Can you pull the passage from the Wyoming grazing lease article, starting with "The Western Watersheds" and going on through "Jeffrey City, Wyoming.", copied word for word?

Excerpted text
'''

Conflicting applications for grazing leases roil Wyoming Legislature

Conflicting bids over state land leases, and whether prior lease holders should get preferential treatment at the expense of public education revenues has spilled over into the Wyoming Legislature. House Bill 318 would generally point away from conservation groups willing to pay two-to-three times as much for state land leases than the livestock producers who have long held those leases. Read the read in the Casper Star Tribune. Conflicting Leases by Brodie Farquhar.

The Western Watersheds Project has applied applied for almost 20,000 acres of expiring Wyoming State School Trust Land grazing leases, including large acreage leased to Executive Vice-President of the Wyoming Stock Grower’s Association, Jim Magagna. Also included in the applications was over 6,000 acres of Wyoming school trust lands in critical Bonneville Cutthroat Trout habitat in the BLM’s big Smiths Fork grazing allotment located near Cokeville, Wyoming. Other leases include ones in the south end of the Wind River Range near Farson, Wyoming and in the huge Green Mountain Common Allotment south of Jeffrey City, Wyoming.

'''

Source excerpt
'''

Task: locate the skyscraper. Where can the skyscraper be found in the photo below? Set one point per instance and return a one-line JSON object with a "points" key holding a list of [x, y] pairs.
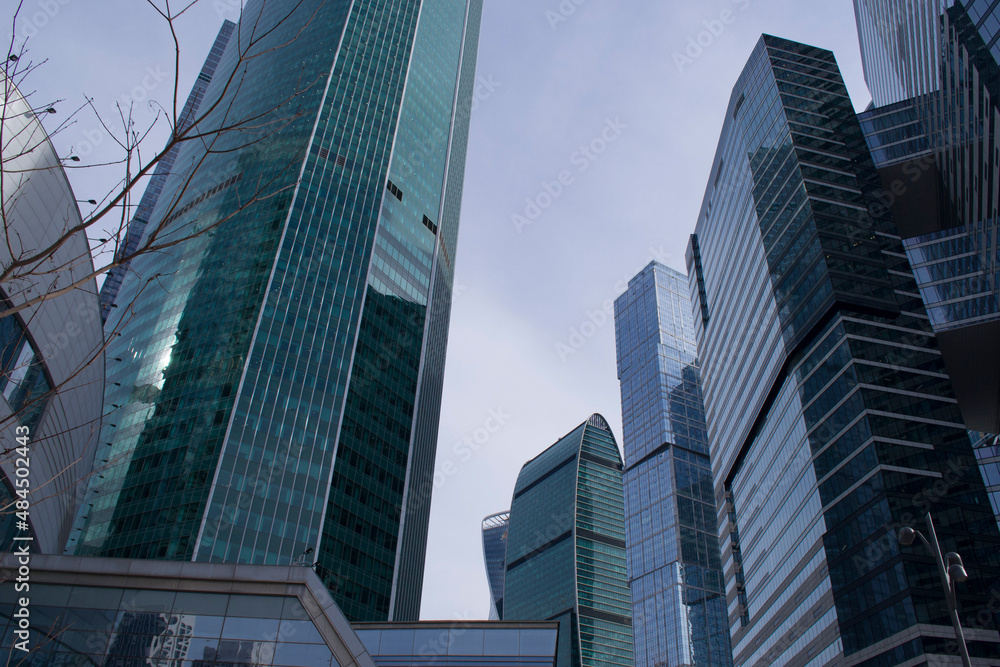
{"points": [[51, 352], [137, 225], [675, 571], [831, 418], [277, 381], [900, 47], [566, 547], [951, 128], [495, 557]]}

'''

Written solution
The Western Watersheds Project has applied applied for almost 20,000 acres of expiring Wyoming State School Trust Land grazing leases, including large acreage leased to Executive Vice-President of the Wyoming Stock Grower’s Association, Jim Magagna. Also included in the applications was over 6,000 acres of Wyoming school trust lands in critical Bonneville Cutthroat Trout habitat in the BLM’s big Smiths Fork grazing allotment located near Cokeville, Wyoming. Other leases include ones in the south end of the Wind River Range near Farson, Wyoming and in the huge Green Mountain Common Allotment south of Jeffrey City, Wyoming.